**TASKS TO COMPLETE**.
[1] Answer from the lucky-number editorial:
(a) In Lucky Mask, what is the largest the answer can be?
(b) In Lucky Transformation, what expression gives the result?
(c) In Lucky Number 2, when is the answer "-1"?
[2] Proceed with the lucky-number editorial, continuing it after its last sentence.

**PROVIDED PASSAGE**.
**DIV2-A Lucky Ticket:**

In this problem everything is obvious: if all digits are lucky and sum of the digits of the first half equals to the sum of the digits of the second half, then answer is YES, in other case - NO. All this can be checked by single loop through all the digits.

**DIV2-B Lucky Mask:**

You can see that, in worst case, the answer will be equal to 177777. It can't be greater. So, only thing you need is to write some function *F*(*x*) which will return mask of the *x*. After that you need to write such kind of code:

*x* = *a* + 1;

while (*F*(*x*) is not equal to *b*)

increase *x*;

and *x* will contain the answer.

**DIV2-C DIV1-A Lucky Transformation:**

You need to find two numbers: *c*47 (number of such positions *i*, that *a*_{i} = 4 and *b*_{i} = 7) and *c*74 (number of such positions that *a*_{i} = 7 and *b*_{i} = 4). After that the result will be *max*(*c*47, *c*74) (because you need to obtain *min*(*c*47, *c*74) swaps, the rest *max*(*c*47, *c*74) - *min*(*c*47, *c*74) are editings of digits).

**DIV2-D DIV1-B Lucky Number 2:**

Let we have some string result *s*. Let then delete all repititions, i. e. while we have some pair adjacent equal digits, we delete one of them. Let call formed string a root. In root there will be no adjacent equal digits, so |*cnt*(47) - *cnt*(74)| ≤ 1. So, if |*a*_{3} - *a*_{4}| > 1, then answer is "-1". Now, if we would know the root, that will be used in our result, we can create result.

**DATA EXTRACT**.
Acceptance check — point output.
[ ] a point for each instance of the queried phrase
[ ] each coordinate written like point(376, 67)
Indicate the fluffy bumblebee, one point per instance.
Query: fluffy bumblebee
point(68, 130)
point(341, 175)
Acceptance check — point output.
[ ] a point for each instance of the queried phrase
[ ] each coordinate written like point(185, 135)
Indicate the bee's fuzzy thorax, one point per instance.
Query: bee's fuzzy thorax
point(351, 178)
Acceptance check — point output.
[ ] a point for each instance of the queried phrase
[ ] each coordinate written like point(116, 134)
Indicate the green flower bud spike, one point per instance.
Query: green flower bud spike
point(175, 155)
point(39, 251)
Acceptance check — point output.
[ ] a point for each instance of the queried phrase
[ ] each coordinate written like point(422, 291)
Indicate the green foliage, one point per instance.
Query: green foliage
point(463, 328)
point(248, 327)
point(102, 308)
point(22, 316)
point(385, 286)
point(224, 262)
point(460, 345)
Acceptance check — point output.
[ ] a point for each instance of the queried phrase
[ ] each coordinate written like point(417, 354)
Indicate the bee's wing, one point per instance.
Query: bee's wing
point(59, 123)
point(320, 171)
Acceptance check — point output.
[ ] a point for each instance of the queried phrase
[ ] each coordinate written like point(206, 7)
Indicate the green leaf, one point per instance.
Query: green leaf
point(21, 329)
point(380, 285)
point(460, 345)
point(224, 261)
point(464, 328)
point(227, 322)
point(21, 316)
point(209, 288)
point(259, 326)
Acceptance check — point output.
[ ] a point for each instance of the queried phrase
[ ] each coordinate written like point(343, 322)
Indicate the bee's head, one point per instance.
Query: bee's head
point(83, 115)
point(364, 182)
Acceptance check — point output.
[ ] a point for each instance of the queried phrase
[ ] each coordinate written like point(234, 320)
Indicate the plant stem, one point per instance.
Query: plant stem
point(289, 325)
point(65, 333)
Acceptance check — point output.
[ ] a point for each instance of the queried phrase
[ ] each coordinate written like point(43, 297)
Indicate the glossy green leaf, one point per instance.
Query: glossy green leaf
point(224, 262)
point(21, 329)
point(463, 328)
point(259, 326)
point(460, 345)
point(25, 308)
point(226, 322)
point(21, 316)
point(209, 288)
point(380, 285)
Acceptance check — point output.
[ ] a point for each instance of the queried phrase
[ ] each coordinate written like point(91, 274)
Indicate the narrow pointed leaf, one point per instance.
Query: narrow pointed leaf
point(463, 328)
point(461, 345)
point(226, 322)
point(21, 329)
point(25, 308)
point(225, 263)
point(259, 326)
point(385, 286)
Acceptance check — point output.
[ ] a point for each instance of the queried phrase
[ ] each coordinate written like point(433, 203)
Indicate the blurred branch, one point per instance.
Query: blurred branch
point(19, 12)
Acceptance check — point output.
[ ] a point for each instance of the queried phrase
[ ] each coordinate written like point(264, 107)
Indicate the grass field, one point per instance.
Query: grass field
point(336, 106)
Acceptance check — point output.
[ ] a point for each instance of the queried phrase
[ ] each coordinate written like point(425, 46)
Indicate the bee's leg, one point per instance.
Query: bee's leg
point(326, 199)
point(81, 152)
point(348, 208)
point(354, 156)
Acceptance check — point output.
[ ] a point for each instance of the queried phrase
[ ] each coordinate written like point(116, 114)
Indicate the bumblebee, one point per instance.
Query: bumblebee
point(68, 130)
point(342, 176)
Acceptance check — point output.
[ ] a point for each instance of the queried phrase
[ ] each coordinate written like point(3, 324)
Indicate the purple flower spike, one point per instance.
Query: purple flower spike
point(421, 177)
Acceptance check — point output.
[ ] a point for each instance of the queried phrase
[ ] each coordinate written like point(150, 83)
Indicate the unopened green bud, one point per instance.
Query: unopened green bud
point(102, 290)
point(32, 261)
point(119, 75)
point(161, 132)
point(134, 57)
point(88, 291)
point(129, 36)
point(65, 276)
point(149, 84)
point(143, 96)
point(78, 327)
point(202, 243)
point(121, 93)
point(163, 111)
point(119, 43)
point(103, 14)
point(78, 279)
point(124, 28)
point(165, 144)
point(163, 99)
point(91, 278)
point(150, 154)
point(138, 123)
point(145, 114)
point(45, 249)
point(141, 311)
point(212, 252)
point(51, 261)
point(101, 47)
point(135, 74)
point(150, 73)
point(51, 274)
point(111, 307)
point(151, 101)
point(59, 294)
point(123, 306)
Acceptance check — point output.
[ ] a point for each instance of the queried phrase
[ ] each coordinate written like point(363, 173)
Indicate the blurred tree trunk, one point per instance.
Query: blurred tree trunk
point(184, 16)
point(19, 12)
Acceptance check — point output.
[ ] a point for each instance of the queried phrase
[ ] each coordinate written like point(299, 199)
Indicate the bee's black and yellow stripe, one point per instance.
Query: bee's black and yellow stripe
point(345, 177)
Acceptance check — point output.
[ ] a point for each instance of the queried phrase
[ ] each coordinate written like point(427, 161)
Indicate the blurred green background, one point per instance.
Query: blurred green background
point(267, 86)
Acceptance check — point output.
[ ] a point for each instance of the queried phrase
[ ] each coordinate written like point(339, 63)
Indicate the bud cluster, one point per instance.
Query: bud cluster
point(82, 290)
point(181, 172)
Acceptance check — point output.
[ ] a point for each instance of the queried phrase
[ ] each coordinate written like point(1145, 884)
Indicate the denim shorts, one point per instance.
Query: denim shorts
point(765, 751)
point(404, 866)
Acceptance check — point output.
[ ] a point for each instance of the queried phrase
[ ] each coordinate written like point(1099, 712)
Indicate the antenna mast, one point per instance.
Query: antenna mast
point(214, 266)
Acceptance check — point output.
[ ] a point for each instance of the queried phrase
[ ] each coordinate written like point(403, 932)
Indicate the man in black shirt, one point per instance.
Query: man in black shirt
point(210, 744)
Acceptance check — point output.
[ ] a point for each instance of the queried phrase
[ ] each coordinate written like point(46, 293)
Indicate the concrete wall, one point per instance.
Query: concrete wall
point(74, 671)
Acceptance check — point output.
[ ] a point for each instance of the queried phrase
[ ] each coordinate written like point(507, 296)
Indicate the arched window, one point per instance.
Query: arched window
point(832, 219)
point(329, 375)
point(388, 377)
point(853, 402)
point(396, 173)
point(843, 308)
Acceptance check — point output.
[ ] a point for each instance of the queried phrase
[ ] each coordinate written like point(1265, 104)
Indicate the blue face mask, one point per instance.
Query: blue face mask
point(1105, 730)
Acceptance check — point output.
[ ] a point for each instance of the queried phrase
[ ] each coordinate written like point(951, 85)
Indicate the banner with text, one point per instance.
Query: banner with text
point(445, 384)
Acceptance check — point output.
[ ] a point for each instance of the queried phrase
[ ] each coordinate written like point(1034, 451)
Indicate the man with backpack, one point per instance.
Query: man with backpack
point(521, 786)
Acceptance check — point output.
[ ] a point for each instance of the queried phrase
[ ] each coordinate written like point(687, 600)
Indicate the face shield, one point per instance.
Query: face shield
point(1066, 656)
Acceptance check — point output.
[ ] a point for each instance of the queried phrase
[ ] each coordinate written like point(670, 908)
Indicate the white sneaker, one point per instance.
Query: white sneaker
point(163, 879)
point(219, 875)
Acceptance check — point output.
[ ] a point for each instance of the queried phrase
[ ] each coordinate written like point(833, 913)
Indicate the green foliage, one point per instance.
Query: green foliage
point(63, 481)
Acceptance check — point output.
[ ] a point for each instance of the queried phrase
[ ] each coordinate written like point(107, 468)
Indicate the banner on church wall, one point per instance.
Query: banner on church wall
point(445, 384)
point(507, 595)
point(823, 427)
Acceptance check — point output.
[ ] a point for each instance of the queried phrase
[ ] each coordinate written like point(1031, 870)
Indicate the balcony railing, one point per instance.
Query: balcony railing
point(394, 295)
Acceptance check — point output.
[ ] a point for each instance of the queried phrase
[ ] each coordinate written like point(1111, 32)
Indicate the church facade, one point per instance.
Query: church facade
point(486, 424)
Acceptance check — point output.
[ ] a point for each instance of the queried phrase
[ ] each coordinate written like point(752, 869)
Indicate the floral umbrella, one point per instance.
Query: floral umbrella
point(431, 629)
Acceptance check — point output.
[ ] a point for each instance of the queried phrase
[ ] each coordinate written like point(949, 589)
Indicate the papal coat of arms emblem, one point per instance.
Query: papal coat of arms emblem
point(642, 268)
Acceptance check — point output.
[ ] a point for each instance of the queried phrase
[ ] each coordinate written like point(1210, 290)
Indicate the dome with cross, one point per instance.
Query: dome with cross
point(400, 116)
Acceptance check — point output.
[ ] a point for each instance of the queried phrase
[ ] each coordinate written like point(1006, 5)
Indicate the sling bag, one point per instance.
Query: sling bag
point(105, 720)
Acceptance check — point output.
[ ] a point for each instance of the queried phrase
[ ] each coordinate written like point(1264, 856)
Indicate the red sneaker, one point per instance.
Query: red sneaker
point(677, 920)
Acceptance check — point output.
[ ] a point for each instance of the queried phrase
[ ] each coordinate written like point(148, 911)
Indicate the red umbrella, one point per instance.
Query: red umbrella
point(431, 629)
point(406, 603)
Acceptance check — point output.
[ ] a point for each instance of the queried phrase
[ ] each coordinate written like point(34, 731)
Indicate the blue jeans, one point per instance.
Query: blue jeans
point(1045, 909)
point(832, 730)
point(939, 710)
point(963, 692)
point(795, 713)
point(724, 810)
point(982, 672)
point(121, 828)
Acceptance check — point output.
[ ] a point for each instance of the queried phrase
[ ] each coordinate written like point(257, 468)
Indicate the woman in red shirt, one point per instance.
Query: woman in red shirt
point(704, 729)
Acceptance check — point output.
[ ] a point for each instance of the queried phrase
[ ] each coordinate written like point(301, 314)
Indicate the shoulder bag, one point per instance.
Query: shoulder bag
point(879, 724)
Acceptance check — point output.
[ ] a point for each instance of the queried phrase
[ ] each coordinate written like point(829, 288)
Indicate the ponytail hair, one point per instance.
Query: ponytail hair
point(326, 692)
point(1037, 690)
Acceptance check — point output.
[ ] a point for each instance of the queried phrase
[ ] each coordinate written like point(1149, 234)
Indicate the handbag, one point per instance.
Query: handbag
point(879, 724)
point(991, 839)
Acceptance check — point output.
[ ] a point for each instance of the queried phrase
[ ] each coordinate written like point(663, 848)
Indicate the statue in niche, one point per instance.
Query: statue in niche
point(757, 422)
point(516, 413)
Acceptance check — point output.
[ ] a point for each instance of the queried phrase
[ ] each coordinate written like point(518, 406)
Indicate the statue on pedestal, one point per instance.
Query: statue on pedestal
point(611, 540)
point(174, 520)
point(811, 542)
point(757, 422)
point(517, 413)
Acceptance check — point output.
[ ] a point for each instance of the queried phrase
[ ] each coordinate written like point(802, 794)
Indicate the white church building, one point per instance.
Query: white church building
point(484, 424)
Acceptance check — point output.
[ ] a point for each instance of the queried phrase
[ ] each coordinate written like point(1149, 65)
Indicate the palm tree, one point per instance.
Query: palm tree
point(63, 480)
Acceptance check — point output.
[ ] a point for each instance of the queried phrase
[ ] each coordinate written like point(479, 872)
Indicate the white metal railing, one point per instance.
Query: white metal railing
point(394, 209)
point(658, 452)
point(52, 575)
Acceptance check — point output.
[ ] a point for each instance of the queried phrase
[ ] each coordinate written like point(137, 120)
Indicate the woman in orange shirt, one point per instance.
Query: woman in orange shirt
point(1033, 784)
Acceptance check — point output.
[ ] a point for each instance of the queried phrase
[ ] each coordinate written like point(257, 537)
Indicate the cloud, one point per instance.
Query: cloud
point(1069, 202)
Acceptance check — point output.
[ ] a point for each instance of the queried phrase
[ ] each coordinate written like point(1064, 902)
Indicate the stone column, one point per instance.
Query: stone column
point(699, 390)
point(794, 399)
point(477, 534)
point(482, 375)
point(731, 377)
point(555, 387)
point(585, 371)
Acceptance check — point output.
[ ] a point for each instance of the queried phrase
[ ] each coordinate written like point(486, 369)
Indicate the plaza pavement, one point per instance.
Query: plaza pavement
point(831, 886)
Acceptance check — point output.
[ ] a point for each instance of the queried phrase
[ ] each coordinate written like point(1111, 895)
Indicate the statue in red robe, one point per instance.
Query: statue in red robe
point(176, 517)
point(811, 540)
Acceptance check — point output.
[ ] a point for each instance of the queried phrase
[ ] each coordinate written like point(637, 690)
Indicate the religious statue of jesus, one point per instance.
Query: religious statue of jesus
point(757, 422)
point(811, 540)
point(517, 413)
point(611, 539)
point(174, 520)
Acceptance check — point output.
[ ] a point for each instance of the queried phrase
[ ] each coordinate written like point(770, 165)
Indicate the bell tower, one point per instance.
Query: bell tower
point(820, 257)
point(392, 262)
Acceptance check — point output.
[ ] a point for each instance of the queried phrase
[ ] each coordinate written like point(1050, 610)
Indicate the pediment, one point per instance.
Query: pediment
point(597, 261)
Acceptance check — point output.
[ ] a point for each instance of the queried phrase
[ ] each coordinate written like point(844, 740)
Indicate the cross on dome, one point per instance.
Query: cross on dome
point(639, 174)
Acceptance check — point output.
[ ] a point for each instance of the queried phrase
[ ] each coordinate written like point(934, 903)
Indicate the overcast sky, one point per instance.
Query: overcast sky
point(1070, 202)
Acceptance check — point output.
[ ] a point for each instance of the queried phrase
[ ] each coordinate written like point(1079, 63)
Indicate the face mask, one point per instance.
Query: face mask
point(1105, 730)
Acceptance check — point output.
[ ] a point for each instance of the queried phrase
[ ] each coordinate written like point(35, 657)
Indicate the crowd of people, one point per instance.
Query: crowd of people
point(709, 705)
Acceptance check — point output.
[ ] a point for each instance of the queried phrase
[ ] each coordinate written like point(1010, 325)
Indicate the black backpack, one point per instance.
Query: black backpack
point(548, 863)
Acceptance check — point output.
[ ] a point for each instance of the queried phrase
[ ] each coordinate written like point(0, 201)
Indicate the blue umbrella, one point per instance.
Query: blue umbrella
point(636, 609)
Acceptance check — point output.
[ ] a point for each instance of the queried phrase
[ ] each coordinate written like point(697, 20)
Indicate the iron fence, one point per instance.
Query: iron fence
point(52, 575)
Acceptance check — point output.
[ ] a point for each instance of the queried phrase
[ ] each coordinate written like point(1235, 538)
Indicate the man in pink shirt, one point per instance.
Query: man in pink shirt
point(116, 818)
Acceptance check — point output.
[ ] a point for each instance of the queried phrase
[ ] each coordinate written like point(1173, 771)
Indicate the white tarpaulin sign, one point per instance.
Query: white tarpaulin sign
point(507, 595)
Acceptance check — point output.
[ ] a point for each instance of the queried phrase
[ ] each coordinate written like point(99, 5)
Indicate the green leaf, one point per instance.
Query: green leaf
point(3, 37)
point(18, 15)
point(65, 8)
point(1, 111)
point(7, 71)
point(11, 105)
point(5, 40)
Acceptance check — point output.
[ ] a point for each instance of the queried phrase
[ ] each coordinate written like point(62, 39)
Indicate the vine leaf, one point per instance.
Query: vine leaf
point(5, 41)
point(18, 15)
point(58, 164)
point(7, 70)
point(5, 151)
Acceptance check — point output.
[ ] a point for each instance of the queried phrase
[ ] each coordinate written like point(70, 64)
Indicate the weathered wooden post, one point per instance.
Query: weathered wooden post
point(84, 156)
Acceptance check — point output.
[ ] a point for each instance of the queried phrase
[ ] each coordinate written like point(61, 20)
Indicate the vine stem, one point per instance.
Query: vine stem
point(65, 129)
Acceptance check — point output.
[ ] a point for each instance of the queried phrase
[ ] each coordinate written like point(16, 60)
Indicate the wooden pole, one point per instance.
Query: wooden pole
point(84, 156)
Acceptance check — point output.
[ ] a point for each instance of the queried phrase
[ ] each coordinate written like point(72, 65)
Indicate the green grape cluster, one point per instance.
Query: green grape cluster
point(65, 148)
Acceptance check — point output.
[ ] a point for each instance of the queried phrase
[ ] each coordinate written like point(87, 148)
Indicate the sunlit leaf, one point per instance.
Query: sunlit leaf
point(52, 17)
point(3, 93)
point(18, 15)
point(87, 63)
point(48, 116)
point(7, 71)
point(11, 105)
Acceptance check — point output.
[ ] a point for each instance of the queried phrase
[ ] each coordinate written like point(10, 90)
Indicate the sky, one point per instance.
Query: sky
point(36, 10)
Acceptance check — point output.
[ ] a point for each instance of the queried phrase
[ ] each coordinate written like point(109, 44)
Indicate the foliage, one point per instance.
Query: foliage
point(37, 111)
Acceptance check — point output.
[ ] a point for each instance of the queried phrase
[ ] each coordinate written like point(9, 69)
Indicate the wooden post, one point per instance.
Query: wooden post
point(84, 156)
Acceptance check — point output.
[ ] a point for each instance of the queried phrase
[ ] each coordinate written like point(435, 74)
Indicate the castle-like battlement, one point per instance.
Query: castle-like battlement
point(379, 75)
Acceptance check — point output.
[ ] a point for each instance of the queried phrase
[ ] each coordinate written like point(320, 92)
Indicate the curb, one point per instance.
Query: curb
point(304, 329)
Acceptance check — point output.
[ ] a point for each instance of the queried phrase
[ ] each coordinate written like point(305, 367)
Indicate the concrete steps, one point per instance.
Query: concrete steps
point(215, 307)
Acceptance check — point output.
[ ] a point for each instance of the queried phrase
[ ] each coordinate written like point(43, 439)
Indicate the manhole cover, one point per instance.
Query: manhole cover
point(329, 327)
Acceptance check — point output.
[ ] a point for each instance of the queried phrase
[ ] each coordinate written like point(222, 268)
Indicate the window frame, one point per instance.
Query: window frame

**TASK RESPONSES**.
[1]
(a) 177777
(b) max(c47, c74)
(c) When |a3 - a4| > 1

[2]
You can see, that if *a*_{3} = *a*_{4}, then root must be 47474747...474 or 747474...747. If *a*_{3} < *a*_{4}, then root is 74747474....74. If *a*_{3} > *a*_{4}, then root is 474747...47. Length of the root must be such that it fulfill *a*_{3} and *a*_{4}.

Now, when you have a root, you can build result. You just need to find first occurrence of 4 in root and insert the rest of 4 from *a*_{1} right next to that digit. To add the rest of 7, you need to find last occurrence of 7 in root.

The answer does not exits if, after constructing the root, you have used more 4 than *a*_{1} or more 7 than *a*_{2}.

**DIV2-E DIV1-C Lucky Different: **

As you probably know, the number of lucky numbers in range [1;10^{9}] is 1022. We use this fact to solve problem. Let *C*[*i*] - number of occurrences of *i*-th lucky number in array *a*. Now we schould calculate DP with parameters DP[pos][cnt] - what is the number of subsequences that we use lucky numbers up to *pos*-th and our subsequence contains exactly *cnt* lucky number. If we are on state DP[pos][cnt] we can do two things: do not use *pos*-th lucky number (and do DP[pos+1][cnt] += DP[pos][cnt]) or use *pos*-th lucky (and do DP[pos+1][cnt+1] += DP[pos][cnt]*C[pos], because you have C[pos] of *pos*-th lucky number).

Now we need to find total result. To do that we iterate through the number of lucky numbers in our subsequence *i*. Then you need to multiple that number by *C*(*count*_{unlucky}, *k* - *i*) (bin. coefficient), where *count*_{unlucky} - number of unlucky numbers of sequence. Sum for all such *i* will be the total result.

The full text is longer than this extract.